(課題の目的) 以下の行に出てくる「photo」をすべて「image」に置き換え、それ以外は一切変えずに行を書き直してください。

いくつかの記録:

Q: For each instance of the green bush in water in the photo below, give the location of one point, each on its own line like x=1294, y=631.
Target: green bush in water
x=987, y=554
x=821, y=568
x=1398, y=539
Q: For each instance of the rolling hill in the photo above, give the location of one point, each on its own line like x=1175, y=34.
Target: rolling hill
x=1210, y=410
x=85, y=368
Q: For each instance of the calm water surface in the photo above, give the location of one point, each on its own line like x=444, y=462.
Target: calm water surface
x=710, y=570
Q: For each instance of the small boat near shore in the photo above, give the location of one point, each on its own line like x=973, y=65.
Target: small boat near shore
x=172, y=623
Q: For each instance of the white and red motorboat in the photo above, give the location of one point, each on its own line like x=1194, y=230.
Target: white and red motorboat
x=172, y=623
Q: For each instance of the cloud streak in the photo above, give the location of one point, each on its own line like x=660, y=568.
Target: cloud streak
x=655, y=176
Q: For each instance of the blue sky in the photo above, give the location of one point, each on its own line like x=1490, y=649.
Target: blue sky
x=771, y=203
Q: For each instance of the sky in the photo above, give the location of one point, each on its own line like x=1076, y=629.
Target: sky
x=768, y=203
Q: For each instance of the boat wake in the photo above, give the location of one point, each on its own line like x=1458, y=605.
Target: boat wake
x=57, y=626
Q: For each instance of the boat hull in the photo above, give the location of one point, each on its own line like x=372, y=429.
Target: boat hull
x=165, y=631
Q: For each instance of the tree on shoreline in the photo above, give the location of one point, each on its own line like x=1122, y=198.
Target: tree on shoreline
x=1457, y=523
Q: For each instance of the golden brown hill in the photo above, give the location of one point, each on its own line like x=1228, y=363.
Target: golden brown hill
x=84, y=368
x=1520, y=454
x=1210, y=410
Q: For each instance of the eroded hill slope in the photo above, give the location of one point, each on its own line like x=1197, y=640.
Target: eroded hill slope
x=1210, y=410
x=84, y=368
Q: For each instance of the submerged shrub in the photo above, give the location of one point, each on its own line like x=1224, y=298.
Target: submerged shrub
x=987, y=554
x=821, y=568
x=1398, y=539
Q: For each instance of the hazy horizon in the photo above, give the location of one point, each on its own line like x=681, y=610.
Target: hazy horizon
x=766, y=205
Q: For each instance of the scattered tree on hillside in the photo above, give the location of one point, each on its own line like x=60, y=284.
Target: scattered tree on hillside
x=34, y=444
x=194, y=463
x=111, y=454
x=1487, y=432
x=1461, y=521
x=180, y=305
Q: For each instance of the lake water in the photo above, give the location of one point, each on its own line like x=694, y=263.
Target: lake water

(出力結果)
Q: For each instance of the green bush in water in the image below, give the location of one point, each on its own line like x=1294, y=631.
Target: green bush in water
x=987, y=554
x=821, y=568
x=1398, y=539
Q: For each instance of the rolling hill in the image above, give the location of one point, each on its own line like x=1175, y=34.
Target: rolling hill
x=1210, y=410
x=85, y=368
Q: For each instance of the calm water surface in the image above, give the location of one point, each on its own line like x=444, y=462.
Target: calm water surface
x=710, y=570
Q: For each instance of the small boat near shore in the image above, give the location of one point, each on its own line like x=973, y=65.
Target: small boat near shore
x=172, y=623
Q: For each instance of the white and red motorboat in the image above, give the location of one point, each on its own line like x=1194, y=230.
Target: white and red motorboat
x=172, y=623
Q: For each instance of the cloud streak in the image above, give the location of one point, each on its own line like x=660, y=568.
Target: cloud streak
x=655, y=176
Q: For each instance of the blue sky in the image above, give the location of one point, each on its own line like x=1490, y=649.
Target: blue sky
x=771, y=203
Q: For each instance of the sky in the image above, give the location of one point, each on its own line like x=1076, y=629.
Target: sky
x=768, y=203
Q: For each instance of the boat wake in the image above, give the location of one point, each on its own line like x=1458, y=605.
Target: boat wake
x=57, y=626
Q: For each instance of the boat hull in the image above, give the location of one point, each on its own line like x=372, y=429.
Target: boat hull
x=165, y=631
Q: For each instance of the tree on shoreline in the image above, give the location of one point, each on its own line like x=1122, y=198.
Target: tree on shoreline
x=1457, y=523
Q: For each instance of the golden brown hill in the image above, give the location of one point, each on its own line like x=1228, y=363.
Target: golden brown hill
x=84, y=368
x=1520, y=454
x=1210, y=410
Q: For each instance of the eroded hill slope in the image above, give the location of one point, each on its own line like x=1197, y=640.
Target: eroded hill slope
x=1210, y=410
x=84, y=368
Q: For each instance of the submerged shrub in the image above, give the location of one point, each on its own line like x=1224, y=298.
Target: submerged shrub
x=987, y=554
x=821, y=568
x=1398, y=539
Q: For each instance of the hazy horizon in the image above, give the location of one point, each on its own line like x=681, y=610.
Target: hazy horizon
x=766, y=205
Q: For each instance of the scattered tree on hillside in the image above, give the location of one point, each on its own line like x=60, y=284.
Target: scattered tree on hillside
x=34, y=444
x=194, y=463
x=111, y=454
x=1487, y=432
x=1461, y=521
x=180, y=305
Q: For each instance of the lake water in the image above, give the location of one point, each on its own line like x=694, y=263.
Target: lake water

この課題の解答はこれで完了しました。